HOLLYWOOD — The new series "Nip/Tuck" is gross, disgusting and vile.
And I like it. A lot.
What's gross, disgusting and vile about "Nip/Tuck" (Tuesday, 11 p.m., FX) are the surgery scenes. This is a show that centers on two plastic surgeons, and the scenes inside the operating room are so realistic they might make you sick.
"When I was doing the pilot, I felt a certain obligation to really show you what somebody goes through," said creator/executive producer/director/writer Ryan Murphy. "I mean, these are violent surgeries. And I wanted to properly convey that."
What he didn't want to do was one of those before-and-after shows (like "Extreme Makeover") that leave out all the pain of the surgery and recovery. "To me, it's the equivalent of doing a cop show without showing a gun being pulled. Doing a show about plastic surgery and not showing the truth of these operations, to me, would be irresponsible."
If you can get past the ick factor, "Nip/Tuck" is really a character drama that recalls "Six Feet Under" or "The Shield" — powerful stuff that's not just gross, it's engrossing.

## EXTRACTED ENTRIES
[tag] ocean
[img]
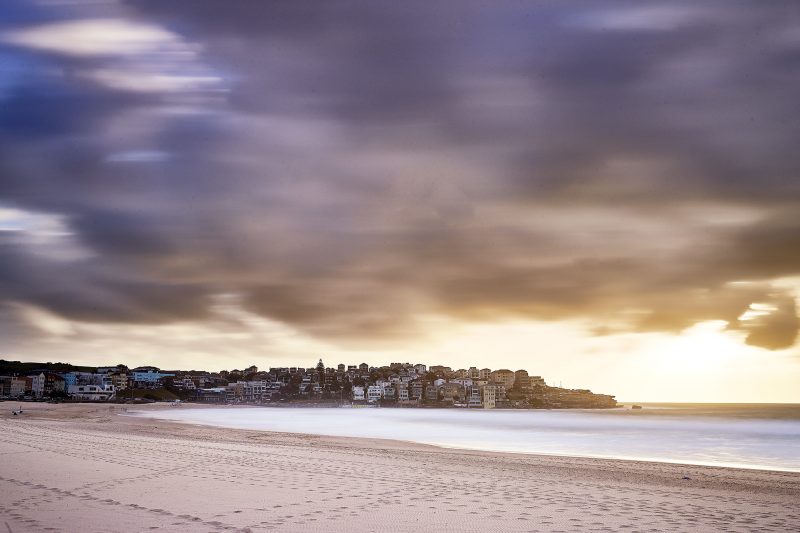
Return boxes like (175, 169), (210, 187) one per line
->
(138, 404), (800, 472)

* * *

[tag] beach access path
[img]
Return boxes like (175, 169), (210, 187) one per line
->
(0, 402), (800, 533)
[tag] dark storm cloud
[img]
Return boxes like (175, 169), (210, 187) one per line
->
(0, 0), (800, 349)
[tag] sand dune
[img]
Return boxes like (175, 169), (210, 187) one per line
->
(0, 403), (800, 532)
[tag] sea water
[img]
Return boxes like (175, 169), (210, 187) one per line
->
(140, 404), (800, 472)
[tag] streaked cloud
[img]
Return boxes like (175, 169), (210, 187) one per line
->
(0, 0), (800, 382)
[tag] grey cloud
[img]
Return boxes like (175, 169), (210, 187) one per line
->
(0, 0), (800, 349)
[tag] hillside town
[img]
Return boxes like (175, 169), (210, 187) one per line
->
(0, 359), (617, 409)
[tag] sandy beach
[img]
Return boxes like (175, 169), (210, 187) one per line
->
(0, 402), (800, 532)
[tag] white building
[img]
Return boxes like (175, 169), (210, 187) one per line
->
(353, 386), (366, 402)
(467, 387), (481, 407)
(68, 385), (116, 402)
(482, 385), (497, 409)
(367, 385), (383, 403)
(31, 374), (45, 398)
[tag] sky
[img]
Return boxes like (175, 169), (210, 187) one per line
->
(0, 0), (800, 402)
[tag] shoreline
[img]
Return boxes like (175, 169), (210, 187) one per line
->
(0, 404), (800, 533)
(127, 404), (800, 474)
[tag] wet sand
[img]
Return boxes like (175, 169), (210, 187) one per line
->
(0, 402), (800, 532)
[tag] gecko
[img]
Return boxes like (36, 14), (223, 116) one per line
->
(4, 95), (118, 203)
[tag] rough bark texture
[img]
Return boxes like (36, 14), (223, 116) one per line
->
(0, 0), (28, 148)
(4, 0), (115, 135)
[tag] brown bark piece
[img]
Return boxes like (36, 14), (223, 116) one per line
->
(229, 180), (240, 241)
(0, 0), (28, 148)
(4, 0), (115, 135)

## TASKS TO PERFORM
**a.** According to the Nip/Tuck review, when and on what network does the series air?
**b.** Can you sum up the Nip/Tuck review in two sentences?
Answer from the review alone.

## SOLUTIONS TO EACH TASK
**a.** Tuesday at 11 p.m. on FX.

**b.** The review calls the plastic-surgery series "Nip/Tuck" gross because of its realistic operating-room scenes, which creator Ryan Murphy says he included to honestly show how violent these surgeries are. Beyond that ick factor, the reviewer likes the show a lot and sees it as an engrossing character drama that recalls "Six Feet Under" or "The Shield."